** Selected excerpt **
Second case study: device receiving data from a GPS, doing something with this info, translating it into a semantically richer form and using it to get, e.g. weather data from a web service.

System structured around an event message bus. Poke an event in, you expect to get an event out: lots of concurrency between producers and consumers.

Tested with a single process running entire message bus (different from deployed architecture); tests sent events onto message bus, the testbed captured events in a buffer and the test could make assertions based on these captured events. Web services were faked out. Again, all synchronisation was hidden behind an API of assertions with timeouts to detect test failure.

Third case study: grid computing system for a bank. Instead of probing a swing app, used WebDriver to probe a web browser running out-of-process. Probes repeat, time out, etc. Slow tests only occur when failures happen, which should be rare. Assertion-based API hides these timeouts, and stops accidental race conditions caused by data being queried whilst it's being changed.

Question: the fact that you use a DSL to hide the nasties of synchronisation doesn't help solve the symptoms in the first slide, does it?

** What to produce **
Summarize the case-study notes above in two sentences.

** Entries shown **
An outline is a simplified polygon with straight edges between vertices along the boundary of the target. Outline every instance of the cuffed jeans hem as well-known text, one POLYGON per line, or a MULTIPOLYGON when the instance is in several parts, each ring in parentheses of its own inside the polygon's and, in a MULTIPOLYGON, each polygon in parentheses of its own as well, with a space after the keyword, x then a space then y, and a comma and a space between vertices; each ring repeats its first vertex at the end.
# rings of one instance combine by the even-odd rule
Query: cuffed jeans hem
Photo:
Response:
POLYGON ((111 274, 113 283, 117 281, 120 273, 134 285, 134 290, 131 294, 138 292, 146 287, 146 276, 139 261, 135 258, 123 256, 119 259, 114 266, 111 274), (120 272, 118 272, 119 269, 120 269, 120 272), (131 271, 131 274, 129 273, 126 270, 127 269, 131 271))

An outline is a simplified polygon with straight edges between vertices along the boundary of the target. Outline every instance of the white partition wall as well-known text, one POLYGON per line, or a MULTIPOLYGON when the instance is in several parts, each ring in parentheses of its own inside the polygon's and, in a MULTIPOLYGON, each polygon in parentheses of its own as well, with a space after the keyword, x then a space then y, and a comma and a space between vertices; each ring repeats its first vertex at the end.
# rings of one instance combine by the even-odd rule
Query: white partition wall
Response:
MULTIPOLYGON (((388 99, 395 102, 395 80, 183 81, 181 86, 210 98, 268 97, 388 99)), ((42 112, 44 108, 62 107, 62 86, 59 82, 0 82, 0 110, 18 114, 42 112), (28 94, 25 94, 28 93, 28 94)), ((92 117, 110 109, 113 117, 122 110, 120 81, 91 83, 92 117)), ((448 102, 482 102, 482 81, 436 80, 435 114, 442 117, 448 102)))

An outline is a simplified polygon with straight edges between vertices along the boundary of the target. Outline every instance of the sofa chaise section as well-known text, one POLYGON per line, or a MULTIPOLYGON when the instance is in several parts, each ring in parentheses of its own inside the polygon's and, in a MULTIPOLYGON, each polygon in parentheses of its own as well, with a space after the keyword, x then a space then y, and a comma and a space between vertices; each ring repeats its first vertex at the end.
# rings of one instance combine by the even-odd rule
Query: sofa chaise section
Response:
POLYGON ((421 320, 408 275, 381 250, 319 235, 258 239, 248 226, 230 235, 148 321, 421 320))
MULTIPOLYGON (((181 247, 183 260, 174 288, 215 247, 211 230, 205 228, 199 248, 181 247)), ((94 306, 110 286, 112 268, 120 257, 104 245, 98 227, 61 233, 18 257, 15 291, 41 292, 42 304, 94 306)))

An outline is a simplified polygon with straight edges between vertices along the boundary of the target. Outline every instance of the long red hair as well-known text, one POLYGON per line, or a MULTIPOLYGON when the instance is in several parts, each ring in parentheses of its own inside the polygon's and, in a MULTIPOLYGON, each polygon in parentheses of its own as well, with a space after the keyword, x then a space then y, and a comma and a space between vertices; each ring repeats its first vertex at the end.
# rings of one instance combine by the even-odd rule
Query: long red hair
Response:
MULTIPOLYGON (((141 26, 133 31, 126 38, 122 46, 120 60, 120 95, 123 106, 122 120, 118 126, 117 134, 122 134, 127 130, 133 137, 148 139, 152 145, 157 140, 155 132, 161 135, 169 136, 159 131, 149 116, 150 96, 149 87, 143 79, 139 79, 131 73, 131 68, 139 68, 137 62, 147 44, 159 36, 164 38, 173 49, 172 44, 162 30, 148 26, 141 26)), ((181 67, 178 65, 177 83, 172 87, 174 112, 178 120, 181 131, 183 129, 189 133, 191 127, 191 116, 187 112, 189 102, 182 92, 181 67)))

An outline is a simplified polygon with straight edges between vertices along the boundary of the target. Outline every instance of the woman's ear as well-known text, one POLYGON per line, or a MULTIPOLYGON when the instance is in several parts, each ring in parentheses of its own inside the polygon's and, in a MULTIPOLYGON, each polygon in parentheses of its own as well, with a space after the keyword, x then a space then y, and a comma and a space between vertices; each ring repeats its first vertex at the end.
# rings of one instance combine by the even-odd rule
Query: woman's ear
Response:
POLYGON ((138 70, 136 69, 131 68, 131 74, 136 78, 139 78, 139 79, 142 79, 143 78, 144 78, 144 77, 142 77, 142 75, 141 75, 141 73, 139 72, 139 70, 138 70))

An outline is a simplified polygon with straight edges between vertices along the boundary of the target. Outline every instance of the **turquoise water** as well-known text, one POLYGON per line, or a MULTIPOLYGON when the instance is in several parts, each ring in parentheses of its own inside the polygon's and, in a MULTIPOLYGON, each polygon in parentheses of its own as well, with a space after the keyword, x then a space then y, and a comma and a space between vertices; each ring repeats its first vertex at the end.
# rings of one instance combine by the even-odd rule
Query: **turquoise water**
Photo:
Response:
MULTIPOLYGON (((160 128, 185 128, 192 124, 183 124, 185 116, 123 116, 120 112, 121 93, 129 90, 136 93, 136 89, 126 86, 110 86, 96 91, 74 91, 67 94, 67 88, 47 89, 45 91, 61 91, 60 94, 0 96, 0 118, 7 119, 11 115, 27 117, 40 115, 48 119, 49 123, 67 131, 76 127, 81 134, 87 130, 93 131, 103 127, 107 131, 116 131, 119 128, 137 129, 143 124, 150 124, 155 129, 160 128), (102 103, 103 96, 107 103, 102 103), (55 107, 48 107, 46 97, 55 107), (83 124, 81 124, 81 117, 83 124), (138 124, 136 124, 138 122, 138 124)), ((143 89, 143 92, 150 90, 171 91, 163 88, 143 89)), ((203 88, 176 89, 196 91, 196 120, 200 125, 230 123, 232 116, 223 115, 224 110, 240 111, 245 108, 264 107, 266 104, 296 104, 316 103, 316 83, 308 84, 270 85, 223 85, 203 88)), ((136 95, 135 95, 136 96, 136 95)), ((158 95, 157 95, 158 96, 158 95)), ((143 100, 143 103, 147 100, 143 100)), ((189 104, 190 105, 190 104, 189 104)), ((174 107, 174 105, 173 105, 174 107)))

** Exercise response **
In one case study, a device that takes GPS data and uses it to get things like weather data from a web service was tested by running the whole event message bus in one process, capturing events in a buffer, faking the web services, and hiding all synchronization behind assertions with timeouts. In another, a bank's grid computing system was tested by using WebDriver to probe a web browser, with probes that repeat and time out hidden behind an assertion-based API that also stops accidental race conditions.